Task directions — Your task is to print each record exactly as it reads.

══════════

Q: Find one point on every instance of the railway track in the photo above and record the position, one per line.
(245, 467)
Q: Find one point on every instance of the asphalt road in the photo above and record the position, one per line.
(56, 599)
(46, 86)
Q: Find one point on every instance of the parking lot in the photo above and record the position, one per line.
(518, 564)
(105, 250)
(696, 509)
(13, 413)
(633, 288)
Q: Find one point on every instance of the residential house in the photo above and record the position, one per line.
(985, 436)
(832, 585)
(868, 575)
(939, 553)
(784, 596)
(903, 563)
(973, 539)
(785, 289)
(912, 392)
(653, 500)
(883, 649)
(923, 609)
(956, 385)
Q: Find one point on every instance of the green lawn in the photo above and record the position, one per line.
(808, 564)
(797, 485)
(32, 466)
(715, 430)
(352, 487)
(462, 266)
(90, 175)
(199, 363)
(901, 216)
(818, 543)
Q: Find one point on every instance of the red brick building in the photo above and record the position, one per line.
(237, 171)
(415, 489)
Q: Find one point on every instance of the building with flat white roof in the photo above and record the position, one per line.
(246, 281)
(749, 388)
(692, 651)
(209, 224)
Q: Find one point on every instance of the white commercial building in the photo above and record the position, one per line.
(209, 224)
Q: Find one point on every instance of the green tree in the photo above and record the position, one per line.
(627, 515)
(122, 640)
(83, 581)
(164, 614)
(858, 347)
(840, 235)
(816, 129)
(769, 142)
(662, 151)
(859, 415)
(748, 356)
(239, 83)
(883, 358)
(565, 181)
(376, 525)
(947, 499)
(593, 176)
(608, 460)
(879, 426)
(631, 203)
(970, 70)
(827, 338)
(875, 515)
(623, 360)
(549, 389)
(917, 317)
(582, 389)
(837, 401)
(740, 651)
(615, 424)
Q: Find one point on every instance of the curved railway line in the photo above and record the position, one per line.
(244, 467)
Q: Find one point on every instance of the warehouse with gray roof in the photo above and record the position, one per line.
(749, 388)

══════════

Result —
Q: Find one point on every instance of the railway track in the photo above and record the position, one per line.
(245, 467)
Q: Find one point on every instance of the asphalt road in the photo above and record the position, one per line.
(56, 599)
(46, 86)
Q: Find one point on every instance of the parking lot in the photo above and record the position, one per line.
(518, 564)
(105, 250)
(696, 509)
(13, 413)
(633, 288)
Q: Find one point on every instance of the residential house in the photo above and record the position, one per line.
(985, 436)
(832, 585)
(868, 575)
(939, 553)
(784, 596)
(903, 563)
(973, 539)
(785, 289)
(912, 392)
(653, 500)
(883, 649)
(923, 609)
(956, 385)
Q: Find one point on every instance of the green lawn in the photo above and record the position, one per line.
(808, 564)
(797, 485)
(32, 466)
(715, 430)
(352, 487)
(462, 266)
(90, 175)
(199, 363)
(901, 216)
(818, 543)
Q: Find one point on every instance of the red brick building in the photo above and record the position, one per line.
(237, 171)
(415, 489)
Q: Find one point on every instance of the building with flat white roof in the photo above and record the position, one per line.
(246, 281)
(749, 388)
(692, 651)
(209, 224)
Q: Find one point on every instance of the white commercial building in the photo above and record the position, one per line.
(209, 224)
Q: Find one point on every instance of the green tree in the photo above and record the position, one per line.
(627, 515)
(122, 640)
(83, 581)
(164, 614)
(858, 347)
(840, 235)
(816, 129)
(769, 142)
(662, 151)
(859, 415)
(748, 356)
(239, 83)
(883, 358)
(565, 181)
(376, 525)
(947, 499)
(593, 176)
(608, 460)
(879, 426)
(631, 203)
(970, 70)
(827, 338)
(875, 515)
(623, 360)
(549, 389)
(917, 317)
(582, 389)
(837, 401)
(740, 651)
(615, 424)
Q: Find one point on every instance of the curved railway line in the photo above and record the position, one per line.
(244, 467)
Q: Find one point on every instance of the warehouse with gray roof in the photo above and record the position, one per line.
(749, 388)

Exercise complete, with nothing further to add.